§ WHAT THIS TASK INVOLVES
When responding, copy every record below exactly as it appears.
==================================================
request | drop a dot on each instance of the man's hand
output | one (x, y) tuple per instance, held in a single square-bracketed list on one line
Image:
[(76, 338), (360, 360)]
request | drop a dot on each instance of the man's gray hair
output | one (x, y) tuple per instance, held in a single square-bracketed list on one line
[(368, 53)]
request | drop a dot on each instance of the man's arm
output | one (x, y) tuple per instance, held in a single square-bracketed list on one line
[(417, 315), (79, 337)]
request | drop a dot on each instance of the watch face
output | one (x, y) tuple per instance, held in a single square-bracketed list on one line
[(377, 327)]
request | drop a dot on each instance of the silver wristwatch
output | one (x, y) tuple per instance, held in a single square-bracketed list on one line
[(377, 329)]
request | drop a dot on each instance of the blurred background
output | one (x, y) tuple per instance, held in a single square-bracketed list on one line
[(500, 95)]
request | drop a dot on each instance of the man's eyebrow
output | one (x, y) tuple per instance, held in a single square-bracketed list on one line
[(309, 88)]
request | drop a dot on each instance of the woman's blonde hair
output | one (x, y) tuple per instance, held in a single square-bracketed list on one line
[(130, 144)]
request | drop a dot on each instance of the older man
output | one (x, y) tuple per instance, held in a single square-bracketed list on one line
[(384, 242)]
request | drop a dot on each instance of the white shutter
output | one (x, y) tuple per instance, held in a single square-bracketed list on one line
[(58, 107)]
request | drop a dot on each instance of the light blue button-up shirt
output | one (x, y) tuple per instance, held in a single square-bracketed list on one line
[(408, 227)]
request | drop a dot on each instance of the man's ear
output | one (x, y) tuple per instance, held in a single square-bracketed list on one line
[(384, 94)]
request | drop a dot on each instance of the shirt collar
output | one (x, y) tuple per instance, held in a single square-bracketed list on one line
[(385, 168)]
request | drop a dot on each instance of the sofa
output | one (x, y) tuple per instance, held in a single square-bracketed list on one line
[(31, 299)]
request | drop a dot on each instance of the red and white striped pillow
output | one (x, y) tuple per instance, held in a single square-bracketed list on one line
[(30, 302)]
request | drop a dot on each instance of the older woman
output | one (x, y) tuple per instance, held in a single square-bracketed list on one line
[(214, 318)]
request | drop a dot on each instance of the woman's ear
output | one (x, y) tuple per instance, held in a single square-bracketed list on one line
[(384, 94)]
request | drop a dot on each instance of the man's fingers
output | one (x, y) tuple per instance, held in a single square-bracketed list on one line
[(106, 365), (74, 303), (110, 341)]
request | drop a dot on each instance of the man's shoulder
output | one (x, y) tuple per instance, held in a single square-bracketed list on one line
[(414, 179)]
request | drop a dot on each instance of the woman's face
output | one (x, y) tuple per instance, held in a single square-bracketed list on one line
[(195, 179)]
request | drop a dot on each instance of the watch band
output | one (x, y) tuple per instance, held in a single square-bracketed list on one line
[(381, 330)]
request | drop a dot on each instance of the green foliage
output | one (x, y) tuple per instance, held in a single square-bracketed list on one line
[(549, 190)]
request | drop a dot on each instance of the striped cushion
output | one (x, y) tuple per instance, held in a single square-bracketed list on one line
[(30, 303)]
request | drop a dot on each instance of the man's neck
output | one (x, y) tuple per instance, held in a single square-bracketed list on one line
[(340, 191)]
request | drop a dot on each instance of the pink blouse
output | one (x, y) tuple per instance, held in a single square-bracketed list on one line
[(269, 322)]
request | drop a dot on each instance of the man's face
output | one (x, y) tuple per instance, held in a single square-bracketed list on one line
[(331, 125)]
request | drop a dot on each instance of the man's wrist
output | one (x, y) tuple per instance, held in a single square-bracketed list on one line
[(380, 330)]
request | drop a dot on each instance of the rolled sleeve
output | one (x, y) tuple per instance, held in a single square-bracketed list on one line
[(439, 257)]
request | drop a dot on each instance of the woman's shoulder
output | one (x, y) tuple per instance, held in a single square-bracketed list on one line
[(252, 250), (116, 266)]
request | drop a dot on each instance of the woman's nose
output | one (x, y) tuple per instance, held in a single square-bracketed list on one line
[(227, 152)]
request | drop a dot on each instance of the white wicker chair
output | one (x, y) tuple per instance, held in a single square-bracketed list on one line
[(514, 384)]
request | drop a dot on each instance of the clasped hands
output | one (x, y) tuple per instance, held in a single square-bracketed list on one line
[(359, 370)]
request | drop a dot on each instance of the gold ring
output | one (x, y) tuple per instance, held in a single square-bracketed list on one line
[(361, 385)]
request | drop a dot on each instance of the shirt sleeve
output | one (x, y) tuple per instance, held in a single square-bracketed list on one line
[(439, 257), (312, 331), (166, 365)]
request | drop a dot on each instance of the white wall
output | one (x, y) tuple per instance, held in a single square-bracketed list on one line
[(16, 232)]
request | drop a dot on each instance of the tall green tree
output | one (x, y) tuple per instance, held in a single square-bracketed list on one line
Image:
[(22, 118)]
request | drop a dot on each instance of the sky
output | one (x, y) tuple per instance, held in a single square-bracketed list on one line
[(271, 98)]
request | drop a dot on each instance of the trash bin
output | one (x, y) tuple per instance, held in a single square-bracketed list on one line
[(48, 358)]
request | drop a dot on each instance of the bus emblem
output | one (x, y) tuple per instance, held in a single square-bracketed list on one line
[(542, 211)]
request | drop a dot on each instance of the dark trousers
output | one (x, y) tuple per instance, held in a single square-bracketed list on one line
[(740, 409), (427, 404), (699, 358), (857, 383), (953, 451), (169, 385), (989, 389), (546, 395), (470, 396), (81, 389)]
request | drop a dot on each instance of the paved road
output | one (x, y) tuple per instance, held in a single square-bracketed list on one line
==================================================
§ RESULT OF THE TASK
request | drop a dot on each instance of the man's hand
output | one (x, y) tuple per instance, held in a single square-bracketed list on one line
Image:
[(76, 338), (360, 360)]
request | drop a dot on each instance of the man's gray hair
output | one (x, y) tuple per instance, held in a single square-bracketed list on one line
[(368, 53)]
request | drop a dot on each instance of the man's arm
output | one (x, y) tuple per instance, held in a single square-bracketed list on one line
[(417, 315), (79, 337)]
request | drop a dot on each instance of the watch face
output | one (x, y) tuple per instance, held in a single square-bracketed list on one line
[(377, 327)]
request | drop a dot on each instance of the silver wristwatch
output | one (x, y) tuple per instance, held in a single square-bracketed list on one line
[(377, 329)]
request | drop a dot on each instance of the blurred background
output | one (x, y) tuple per instance, held in a single square-bracketed list on one line
[(500, 95)]
request | drop a dot on each instance of the man's eyebrow
output | one (x, y) tuple per instance, held in a single square-bracketed list on one line
[(309, 88)]
request | drop a dot on each instance of the woman's blonde hair
output | one (x, y) tuple per instance, held in a single square-bracketed list on one line
[(130, 144)]
request | drop a dot on each instance of the older man
output | one (x, y) tuple per instance, held in a single square-bracketed list on one line
[(384, 242)]
request | drop a dot on each instance of the white shutter
output | one (x, y) tuple per instance, held in a single square-bracketed list on one line
[(58, 107)]
request | drop a dot on each instance of the light blue button-up shirt
output | one (x, y) tuple per instance, held in a single square-bracketed list on one line
[(408, 227)]
request | drop a dot on each instance of the man's ear
output | one (x, y) tuple per instance, held in a single square-bracketed list on one line
[(384, 94)]
request | drop a dot on each instance of the shirt collar
output | one (x, y) tuple per instance, held in a single square-bracketed list on one line
[(385, 168)]
request | drop a dot on each instance of the sofa
output | one (x, y) tuple per instance, held in a single square-bracketed list on one line
[(31, 299)]
request | drop a dot on each instance of the red and white striped pillow
output | one (x, y) tuple per instance, held in a single square-bracketed list on one line
[(30, 302)]
request | drop a dot on each instance of the older woman
output | one (x, y) tuple per instance, held in a single square-bracketed list on one line
[(214, 318)]
request | drop a dot on each instance of the woman's ear
output | one (x, y) tuple per instance, held in a single square-bracketed list on one line
[(384, 94)]
request | drop a dot on each instance of the man's fingers
output | one (x, y) tuple per instance, held in a single square-bracketed list on one line
[(106, 365), (74, 303), (110, 341)]
request | drop a dot on each instance of the man's shoulder
output | one (x, y) tuple per instance, held in a single square-bracketed list on one line
[(414, 179)]
request | drop a dot on each instance of the woman's face
output | one (x, y) tuple per instance, held in a single square-bracketed list on one line
[(195, 179)]
request | drop a dot on each instance of the watch band
output | one (x, y) tuple per instance, held in a single square-bracketed list on one line
[(381, 330)]
request | drop a dot on each instance of the green foliage
output | one (x, y) tuple per instance, held in a single square-bracketed list on one line
[(549, 190)]
request | drop a dot on each instance of the striped cushion
output | one (x, y) tuple per instance, held in a single square-bracketed list on one line
[(30, 303)]
request | drop a dot on each instance of the man's neck
output | one (x, y) tuple per instance, held in a single square-bracketed list on one line
[(340, 191)]
request | drop a dot on each instance of the pink blouse
output | one (x, y) tuple per instance, held in a single square-bracketed list on one line
[(269, 322)]
request | drop a dot on each instance of the man's face
output | one (x, y) tuple per instance, held in a single square-bracketed list on one line
[(331, 125)]
request | drop a dot on each instance of the man's wrist
output | one (x, y) tuple per instance, held in a single square-bracketed list on one line
[(380, 330)]
request | drop a dot on each instance of the rolled sleeve
output | one (x, y) tuple per instance, held in a single square-bracketed list on one line
[(439, 257)]
request | drop a dot on each instance of the woman's shoulder
output | one (x, y) tuple per instance, held in a single square-bracketed list on one line
[(252, 250), (116, 266)]
request | drop a dot on each instance of the woman's nose
output | one (x, y) tuple per instance, held in a single square-bracketed list on one line
[(227, 152)]
request | drop a dot on each instance of the white wicker chair
output | one (x, y) tuple per instance, held in a single square-bracketed list on one line
[(514, 384)]
request | drop a dot on each instance of the clasped hands
output | one (x, y) tuple per instance, held in a single square-bracketed list on one line
[(359, 370)]
request | drop a dot on each instance of the gold ring
output | one (x, y) tuple per instance, held in a single square-bracketed list on one line
[(361, 385)]
request | drop a dot on each instance of the shirt sleeve
output | one (x, y) tuple per instance, held in a single square-bracketed list on one line
[(439, 257), (312, 331), (166, 365)]
request | drop a dot on each instance of the white wall
output | one (x, y) tuple per instance, held in a single square-bracketed list on one line
[(16, 232)]
request | drop a dot on each instance of the tall green tree
output | one (x, y) tuple per instance, held in a single square-bracketed list on one line
Image:
[(22, 118)]
request | drop a dot on each instance of the sky
output | one (x, y) tuple per instance, held in a single square-bracketed list on one line
[(271, 98)]
request | drop a dot on each instance of the trash bin
output | one (x, y) tuple per instance, held in a single square-bracketed list on one line
[(48, 358)]
request | drop a dot on each instance of the bus emblem
output | one (x, y) tuple per instance, held in a single square-bracketed list on one line
[(542, 211)]
request | drop a dot on each instance of the dark trousers
output | one (x, y) tuple per instance, held in a single square-bracketed list on one line
[(740, 409), (427, 404), (699, 358), (857, 383), (953, 451), (169, 385), (989, 389), (546, 395), (470, 396), (81, 389)]
request | drop a dot on each instance of the paved road
output | one (x, y) tuple per instance, held in a single square-bracketed list on one line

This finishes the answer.